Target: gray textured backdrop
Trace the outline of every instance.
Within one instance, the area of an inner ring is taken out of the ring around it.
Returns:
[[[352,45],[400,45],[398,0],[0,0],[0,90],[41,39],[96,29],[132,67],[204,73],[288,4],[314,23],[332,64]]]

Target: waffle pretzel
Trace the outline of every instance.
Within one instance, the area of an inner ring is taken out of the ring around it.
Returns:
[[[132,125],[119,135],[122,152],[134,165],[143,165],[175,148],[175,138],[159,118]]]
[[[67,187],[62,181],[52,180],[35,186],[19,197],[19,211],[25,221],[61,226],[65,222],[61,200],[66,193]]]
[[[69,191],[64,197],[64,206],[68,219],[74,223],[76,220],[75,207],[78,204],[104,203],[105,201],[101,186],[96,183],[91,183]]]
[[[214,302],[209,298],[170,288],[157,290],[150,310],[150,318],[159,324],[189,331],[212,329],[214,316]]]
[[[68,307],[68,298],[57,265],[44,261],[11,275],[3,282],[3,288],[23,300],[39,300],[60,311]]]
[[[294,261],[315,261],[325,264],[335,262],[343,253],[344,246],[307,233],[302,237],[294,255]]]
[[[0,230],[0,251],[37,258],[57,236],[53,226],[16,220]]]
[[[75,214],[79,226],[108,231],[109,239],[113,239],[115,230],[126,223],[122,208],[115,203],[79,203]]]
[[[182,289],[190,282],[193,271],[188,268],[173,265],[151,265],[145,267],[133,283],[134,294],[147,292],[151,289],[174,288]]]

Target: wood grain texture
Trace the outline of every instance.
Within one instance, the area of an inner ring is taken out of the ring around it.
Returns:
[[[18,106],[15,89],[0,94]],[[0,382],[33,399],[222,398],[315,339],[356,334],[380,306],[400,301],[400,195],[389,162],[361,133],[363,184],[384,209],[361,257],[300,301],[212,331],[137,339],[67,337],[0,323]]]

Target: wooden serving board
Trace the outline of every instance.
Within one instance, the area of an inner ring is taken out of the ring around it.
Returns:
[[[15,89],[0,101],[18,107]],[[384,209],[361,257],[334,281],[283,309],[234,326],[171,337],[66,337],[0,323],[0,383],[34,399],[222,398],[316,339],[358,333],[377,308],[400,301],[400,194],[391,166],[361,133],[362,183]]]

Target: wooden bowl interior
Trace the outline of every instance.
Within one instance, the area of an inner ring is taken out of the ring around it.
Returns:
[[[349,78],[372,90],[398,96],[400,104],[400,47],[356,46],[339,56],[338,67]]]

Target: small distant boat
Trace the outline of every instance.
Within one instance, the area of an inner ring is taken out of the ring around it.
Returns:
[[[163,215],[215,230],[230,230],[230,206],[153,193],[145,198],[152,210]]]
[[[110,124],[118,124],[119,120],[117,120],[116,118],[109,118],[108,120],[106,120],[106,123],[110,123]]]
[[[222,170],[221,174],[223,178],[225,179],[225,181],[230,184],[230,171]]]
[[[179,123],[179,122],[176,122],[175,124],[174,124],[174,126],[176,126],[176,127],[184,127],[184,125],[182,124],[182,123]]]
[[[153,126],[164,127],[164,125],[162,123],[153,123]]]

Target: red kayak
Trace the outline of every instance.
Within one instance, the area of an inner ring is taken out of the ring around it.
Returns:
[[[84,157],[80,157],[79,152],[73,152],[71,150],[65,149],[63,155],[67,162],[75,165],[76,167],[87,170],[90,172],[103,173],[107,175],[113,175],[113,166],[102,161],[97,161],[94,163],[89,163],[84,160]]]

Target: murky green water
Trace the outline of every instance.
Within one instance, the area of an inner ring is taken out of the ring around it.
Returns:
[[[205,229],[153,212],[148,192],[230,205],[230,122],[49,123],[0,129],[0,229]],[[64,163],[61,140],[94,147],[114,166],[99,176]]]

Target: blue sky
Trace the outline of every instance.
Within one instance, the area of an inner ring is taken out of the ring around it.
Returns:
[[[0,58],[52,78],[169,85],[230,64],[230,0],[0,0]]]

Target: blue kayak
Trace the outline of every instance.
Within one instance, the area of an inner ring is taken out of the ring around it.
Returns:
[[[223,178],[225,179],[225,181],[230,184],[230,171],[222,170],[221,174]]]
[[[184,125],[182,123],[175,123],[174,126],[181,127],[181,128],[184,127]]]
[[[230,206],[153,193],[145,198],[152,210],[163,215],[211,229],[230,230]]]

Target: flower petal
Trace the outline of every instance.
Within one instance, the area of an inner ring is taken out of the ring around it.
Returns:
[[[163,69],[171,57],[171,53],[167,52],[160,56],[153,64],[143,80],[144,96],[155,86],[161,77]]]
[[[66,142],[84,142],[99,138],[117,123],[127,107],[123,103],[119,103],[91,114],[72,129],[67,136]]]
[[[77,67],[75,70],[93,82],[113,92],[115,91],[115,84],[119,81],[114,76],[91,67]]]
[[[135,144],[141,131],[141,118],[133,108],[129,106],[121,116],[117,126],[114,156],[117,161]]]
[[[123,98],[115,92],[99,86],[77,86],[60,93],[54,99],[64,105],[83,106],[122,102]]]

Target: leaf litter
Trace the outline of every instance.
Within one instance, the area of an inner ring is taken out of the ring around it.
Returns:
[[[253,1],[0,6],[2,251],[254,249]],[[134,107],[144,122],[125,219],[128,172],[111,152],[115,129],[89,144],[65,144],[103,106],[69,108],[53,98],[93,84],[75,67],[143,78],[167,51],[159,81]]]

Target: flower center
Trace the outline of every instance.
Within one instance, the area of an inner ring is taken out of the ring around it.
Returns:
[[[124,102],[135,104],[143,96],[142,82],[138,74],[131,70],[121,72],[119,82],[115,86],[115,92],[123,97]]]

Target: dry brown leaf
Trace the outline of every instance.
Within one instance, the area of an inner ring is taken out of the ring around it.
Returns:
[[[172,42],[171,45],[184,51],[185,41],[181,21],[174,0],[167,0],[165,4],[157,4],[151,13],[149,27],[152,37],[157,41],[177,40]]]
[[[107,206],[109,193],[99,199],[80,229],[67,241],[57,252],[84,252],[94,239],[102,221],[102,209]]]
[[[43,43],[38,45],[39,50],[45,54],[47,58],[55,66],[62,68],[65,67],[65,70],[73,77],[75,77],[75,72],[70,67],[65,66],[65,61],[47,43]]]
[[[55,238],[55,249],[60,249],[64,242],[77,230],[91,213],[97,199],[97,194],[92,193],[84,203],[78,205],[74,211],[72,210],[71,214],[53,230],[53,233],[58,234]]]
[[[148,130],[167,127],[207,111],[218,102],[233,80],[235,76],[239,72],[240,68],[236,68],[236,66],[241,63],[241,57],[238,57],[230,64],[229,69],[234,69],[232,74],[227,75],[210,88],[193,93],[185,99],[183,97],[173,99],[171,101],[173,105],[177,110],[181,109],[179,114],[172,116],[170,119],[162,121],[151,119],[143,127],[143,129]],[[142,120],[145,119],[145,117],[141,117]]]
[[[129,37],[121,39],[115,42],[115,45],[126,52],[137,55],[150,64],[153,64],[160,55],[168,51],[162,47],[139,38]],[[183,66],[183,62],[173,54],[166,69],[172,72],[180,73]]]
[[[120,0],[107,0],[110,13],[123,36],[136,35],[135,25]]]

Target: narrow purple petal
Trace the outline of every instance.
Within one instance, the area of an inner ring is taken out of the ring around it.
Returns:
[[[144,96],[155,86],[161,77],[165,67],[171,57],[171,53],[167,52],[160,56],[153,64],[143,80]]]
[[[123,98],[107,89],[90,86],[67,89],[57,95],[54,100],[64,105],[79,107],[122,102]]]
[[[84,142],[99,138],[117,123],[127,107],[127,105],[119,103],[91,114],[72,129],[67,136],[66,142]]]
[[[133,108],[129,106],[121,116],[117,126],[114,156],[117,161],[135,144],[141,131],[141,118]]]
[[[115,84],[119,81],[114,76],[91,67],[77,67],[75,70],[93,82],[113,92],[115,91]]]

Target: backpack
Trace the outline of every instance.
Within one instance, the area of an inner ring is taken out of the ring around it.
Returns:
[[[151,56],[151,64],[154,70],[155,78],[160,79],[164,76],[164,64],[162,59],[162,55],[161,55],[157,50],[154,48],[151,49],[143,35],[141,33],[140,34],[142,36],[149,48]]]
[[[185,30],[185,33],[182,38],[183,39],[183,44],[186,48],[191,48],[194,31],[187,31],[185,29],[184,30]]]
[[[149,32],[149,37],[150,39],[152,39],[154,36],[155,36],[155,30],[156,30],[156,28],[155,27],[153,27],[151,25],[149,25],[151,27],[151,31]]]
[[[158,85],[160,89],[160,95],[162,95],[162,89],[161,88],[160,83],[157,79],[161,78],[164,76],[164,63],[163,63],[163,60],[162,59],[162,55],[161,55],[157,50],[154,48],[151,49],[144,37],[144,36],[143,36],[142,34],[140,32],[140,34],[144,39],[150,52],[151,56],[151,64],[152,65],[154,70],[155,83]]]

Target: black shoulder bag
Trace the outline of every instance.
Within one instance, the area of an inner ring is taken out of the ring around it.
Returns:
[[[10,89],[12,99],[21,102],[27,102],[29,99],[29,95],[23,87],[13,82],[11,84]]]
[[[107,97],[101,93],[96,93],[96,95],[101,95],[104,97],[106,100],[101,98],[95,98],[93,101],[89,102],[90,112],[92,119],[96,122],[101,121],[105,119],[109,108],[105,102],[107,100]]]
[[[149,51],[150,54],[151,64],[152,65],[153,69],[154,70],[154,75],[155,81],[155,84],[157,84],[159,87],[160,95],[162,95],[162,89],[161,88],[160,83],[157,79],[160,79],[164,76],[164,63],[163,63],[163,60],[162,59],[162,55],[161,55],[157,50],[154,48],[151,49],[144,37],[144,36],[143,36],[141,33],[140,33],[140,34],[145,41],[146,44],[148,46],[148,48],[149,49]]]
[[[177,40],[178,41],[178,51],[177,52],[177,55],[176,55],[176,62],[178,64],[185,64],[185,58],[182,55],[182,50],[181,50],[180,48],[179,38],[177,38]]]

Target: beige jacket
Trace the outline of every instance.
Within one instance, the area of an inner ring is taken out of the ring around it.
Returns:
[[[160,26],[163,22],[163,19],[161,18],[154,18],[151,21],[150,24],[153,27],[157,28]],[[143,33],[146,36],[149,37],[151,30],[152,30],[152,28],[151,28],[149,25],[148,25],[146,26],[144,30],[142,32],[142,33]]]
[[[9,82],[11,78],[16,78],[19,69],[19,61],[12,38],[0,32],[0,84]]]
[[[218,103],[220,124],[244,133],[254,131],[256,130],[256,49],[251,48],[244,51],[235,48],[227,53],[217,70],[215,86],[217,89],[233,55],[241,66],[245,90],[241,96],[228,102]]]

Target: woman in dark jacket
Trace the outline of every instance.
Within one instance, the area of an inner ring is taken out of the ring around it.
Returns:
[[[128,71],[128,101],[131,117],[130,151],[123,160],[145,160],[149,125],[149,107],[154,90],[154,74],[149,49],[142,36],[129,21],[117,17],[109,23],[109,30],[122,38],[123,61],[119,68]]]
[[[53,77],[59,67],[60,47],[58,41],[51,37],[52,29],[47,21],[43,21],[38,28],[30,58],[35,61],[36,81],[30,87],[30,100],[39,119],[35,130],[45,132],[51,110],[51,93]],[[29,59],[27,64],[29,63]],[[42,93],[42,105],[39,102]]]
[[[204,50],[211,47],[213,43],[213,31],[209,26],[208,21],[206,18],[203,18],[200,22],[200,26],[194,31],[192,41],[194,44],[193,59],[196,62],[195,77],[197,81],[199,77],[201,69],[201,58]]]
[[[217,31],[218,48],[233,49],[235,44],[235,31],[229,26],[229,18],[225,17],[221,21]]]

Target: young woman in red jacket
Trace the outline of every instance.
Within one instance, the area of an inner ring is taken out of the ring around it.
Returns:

What is asked: Can you rewrite the lines from the one containing "Target: leaf litter" through the one containing "[[[120,0],[107,0],[110,13],[123,36],[136,35],[135,25]]]", requests included, shifting every polygon coordinate in the answers by -102?

Worked answer:
Target: leaf litter
Trace the outline of every instance.
Within one instance, the area of an inner ring is taken out of the ring around it.
Returns:
[[[151,-101],[-102,-96],[-100,149],[152,147]],[[32,5],[42,20],[23,117],[26,70],[9,50],[13,27],[-13,42],[-37,42],[1,4],[-33,6],[-49,-4],[-9,-18],[-27,-35],[41,-24],[65,-51],[57,-21]]]

Target: flower center
Trace the outline of every instance.
Within one instance, the area of an inner ring is taken out of the ring around it.
Returns:
[[[22,0],[33,2],[41,-6],[40,-20],[36,-28],[29,-32],[19,-30],[17,-20],[13,-16],[13,-10],[21,-5]]]

Target: dry brown leaf
Trace the outline of every instance.
Within one instance, the area of an inner ring is taken out of the ring around it.
Returns:
[[[70,-60],[69,-57],[82,-51],[83,-61],[79,-81],[72,-102],[65,-102],[63,-98],[55,-98],[49,-89],[47,-75],[50,-65],[55,-61],[75,-62]]]
[[[5,104],[7,91],[-3,97],[-22,127],[-35,139],[-45,150],[-18,150],[-8,137],[0,119],[0,107]]]
[[[-59,-59],[-64,-57],[-63,-52],[-57,-48],[-55,-44],[-47,-36],[-40,-34],[-37,-35],[-37,-32],[-29,-25],[-27,-25],[-27,-30],[-32,-35],[-37,-36],[-37,-41],[-55,-59]]]
[[[-47,136],[-47,147],[-42,147],[-38,140],[-25,128],[-11,111],[-5,97],[-5,92],[-10,91],[-18,101],[-24,103],[-28,109],[-30,108],[-31,112],[-49,128],[-49,131],[-44,132]]]
[[[46,28],[65,25],[105,9],[116,0],[131,-22],[133,-26],[137,-30],[138,-34],[134,-34],[134,-36],[139,-39],[139,-45],[136,-45],[128,-38],[127,-33],[132,-33],[130,-28],[125,-27],[108,-14],[91,-9],[83,-3],[81,-5],[71,-3],[69,-1],[71,3],[75,8],[79,7],[77,12],[70,14],[68,17],[60,19],[49,17],[41,25],[41,27]],[[40,18],[43,17],[43,15],[39,15]]]
[[[27,-65],[19,-63],[13,-60],[13,-57],[24,-50],[35,-47],[48,-38],[51,-38],[58,-47],[66,-51],[60,-55],[37,-64]],[[81,-36],[81,-40],[71,-48],[64,-33],[70,-30],[78,-29]]]
[[[18,-102],[5,-102],[8,-89],[21,-66],[34,-67],[33,-77]]]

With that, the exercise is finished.